Teks Bacaan:
___
Saham Nayuki yang terdaftar di Hong Kong, satu-satunya jaringan bubble tea yang diperdagangkan secara publik di negara tersebut, telah turun sekitar 80% sejak debutnya pada tahun 2021. Pada saat Nayuki listing, kepercayaan konsumen lebih tinggi.
Produk Nayuki cenderung lebih mahal daripada beberapa pesaingnya. Menurut CIC, produk utama dari lima besar jaringan teh segar di Cina berdasarkan jumlah toko biasanya dihargai di bawah 20 yuan (sekitar Rp 43.700), dengan Mixue berfokus pada produk dengan harga sekitar 6 yuan (sekitar Rp 13.000-an).
___
Tugas Anda:
- A) Salin bagian teks tentang Nayuki mulai dari "Produk Nayuki cenderung" sampai dengan "(sekitar Rp 13.000-an).".
- B) Menurut teks tentang Nayuki, berapa besar penurunan saham Nayuki sejak debutnya pada tahun 2021?
- C) Teruskan teks tentang saham Nayuki setelah kalimat terakhirnya.
___
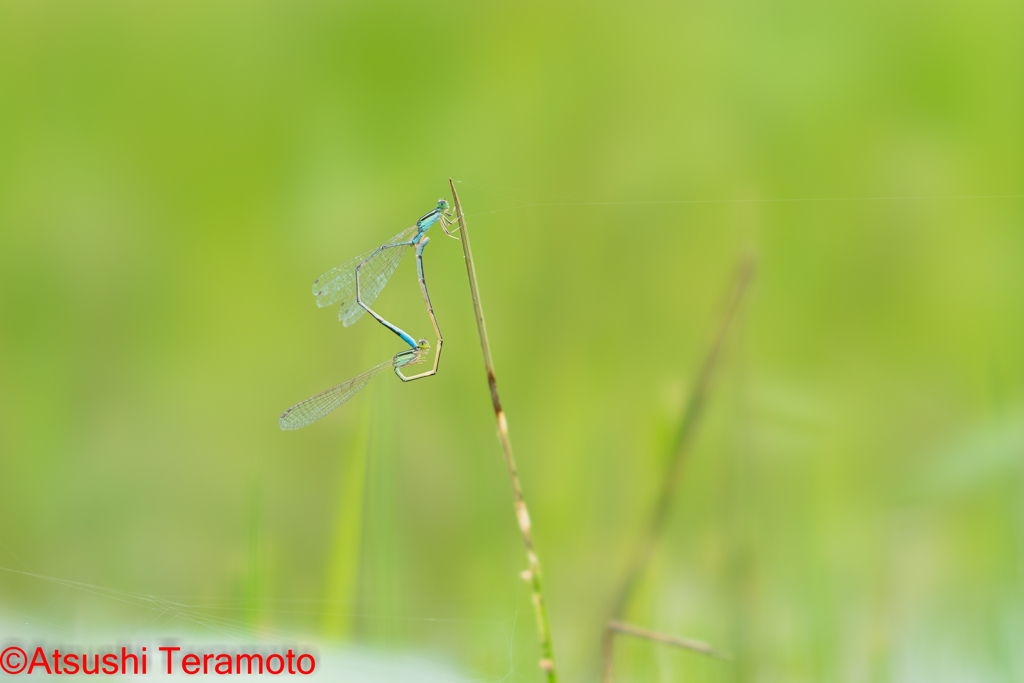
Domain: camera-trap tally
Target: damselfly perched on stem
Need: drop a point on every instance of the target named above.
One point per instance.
(356, 284)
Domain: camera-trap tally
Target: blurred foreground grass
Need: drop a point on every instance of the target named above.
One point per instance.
(174, 175)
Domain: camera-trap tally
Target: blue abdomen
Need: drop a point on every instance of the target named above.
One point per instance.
(429, 219)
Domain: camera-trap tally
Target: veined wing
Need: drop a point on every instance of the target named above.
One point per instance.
(314, 408)
(338, 284)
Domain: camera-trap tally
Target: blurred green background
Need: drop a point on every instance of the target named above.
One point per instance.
(173, 176)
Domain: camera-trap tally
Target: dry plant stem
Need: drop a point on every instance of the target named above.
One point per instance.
(681, 445)
(686, 643)
(532, 574)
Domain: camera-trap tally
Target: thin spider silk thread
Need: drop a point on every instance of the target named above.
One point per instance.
(733, 201)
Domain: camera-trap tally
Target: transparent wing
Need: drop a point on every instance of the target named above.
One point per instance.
(338, 284)
(314, 408)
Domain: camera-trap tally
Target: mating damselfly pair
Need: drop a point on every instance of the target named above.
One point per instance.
(354, 286)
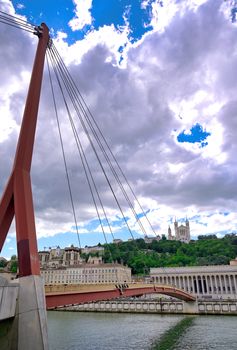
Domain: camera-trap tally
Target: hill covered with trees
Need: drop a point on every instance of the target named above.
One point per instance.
(140, 256)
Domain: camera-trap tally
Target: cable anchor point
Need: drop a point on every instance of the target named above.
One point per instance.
(38, 30)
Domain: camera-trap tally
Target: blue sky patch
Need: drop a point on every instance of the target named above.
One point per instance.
(195, 135)
(57, 14)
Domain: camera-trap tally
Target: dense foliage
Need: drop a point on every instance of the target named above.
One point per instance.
(140, 256)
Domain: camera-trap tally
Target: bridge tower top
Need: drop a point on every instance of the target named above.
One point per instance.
(17, 197)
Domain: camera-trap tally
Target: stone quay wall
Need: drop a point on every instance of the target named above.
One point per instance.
(214, 307)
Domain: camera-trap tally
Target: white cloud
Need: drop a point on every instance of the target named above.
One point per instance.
(82, 14)
(137, 108)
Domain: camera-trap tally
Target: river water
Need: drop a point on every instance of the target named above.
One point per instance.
(114, 331)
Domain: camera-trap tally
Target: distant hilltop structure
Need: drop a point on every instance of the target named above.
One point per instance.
(181, 233)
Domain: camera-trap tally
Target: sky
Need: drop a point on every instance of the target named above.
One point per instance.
(159, 78)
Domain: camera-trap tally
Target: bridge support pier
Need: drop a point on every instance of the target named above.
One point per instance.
(31, 318)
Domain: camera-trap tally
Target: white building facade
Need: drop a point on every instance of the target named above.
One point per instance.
(203, 281)
(87, 274)
(181, 233)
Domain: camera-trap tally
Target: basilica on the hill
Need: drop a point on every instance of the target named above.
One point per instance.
(181, 233)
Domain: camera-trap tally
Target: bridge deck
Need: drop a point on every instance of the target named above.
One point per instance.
(62, 295)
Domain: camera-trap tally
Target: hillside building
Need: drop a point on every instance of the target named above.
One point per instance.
(181, 233)
(87, 274)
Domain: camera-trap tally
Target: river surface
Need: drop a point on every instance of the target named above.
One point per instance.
(113, 331)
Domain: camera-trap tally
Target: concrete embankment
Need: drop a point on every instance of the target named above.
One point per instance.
(199, 307)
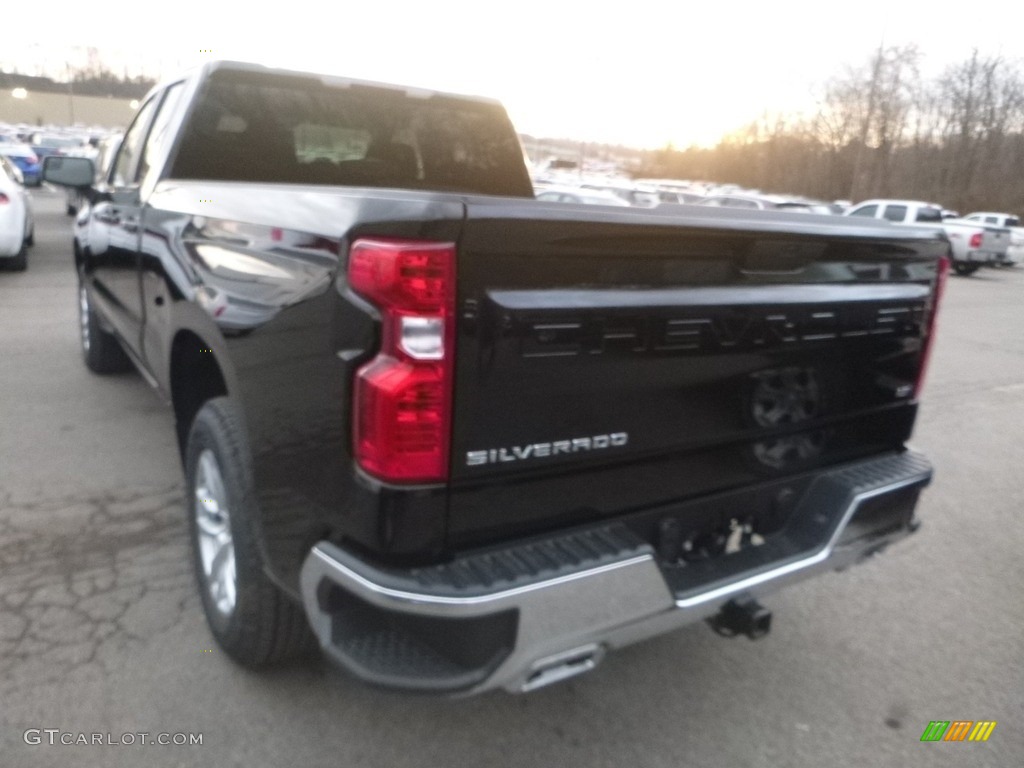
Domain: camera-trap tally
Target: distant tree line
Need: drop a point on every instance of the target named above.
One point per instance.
(881, 131)
(93, 78)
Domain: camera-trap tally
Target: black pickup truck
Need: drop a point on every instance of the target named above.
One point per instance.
(467, 439)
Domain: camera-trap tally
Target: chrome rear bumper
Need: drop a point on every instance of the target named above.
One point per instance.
(535, 612)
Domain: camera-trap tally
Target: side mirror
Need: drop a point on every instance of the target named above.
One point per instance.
(69, 171)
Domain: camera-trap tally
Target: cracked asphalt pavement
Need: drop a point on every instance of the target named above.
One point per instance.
(101, 632)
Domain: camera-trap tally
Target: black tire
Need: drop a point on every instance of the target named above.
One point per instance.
(258, 626)
(966, 267)
(20, 261)
(100, 349)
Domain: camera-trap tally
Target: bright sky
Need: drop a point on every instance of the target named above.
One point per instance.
(631, 72)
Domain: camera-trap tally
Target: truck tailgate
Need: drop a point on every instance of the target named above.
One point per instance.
(609, 361)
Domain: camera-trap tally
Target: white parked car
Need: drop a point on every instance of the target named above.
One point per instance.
(1015, 254)
(580, 196)
(16, 225)
(974, 244)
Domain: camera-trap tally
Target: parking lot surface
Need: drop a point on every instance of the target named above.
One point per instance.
(101, 632)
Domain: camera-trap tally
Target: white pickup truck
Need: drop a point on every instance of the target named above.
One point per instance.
(1015, 254)
(975, 244)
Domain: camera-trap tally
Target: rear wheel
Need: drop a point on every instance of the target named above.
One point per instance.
(254, 622)
(100, 349)
(20, 261)
(966, 267)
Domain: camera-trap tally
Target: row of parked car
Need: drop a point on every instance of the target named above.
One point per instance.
(23, 150)
(980, 239)
(26, 146)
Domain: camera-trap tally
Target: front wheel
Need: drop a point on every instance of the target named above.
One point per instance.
(250, 617)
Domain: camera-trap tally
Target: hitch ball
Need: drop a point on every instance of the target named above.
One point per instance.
(742, 616)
___
Kunci Jawaban:
- A)
Produk Nayuki cenderung lebih mahal daripada beberapa pesaingnya. Menurut CIC, produk utama dari lima besar jaringan teh segar di Cina berdasarkan jumlah toko biasanya dihargai di bawah 20 yuan (sekitar Rp 43.700), dengan Mixue berfokus pada produk dengan harga sekitar 6 yuan (sekitar Rp 13.000-an).

- B) Sekitar 80%.

- C)
Jason Yu, Managing Director Kantar Worldpanel di Tiongkok, mengatakan jika ada perusahaan yang memiliki posisi yang tepat untuk memanfaatkan meningkatnya permintaan bubble tea di Tiongkok dan di tempat lain, Mixue Bingcheng adalah salah satu pesaing utama.
"Mereka sangat kuat dalam pengendalian biaya, tetapi merek mereka juga sangat kuat. Logo manusia salju mereka ada di mana-mana. Mereka melakukannya dengan sangat baik dalam hal membangun bisnis dengan skala global," ucap Jason Yu.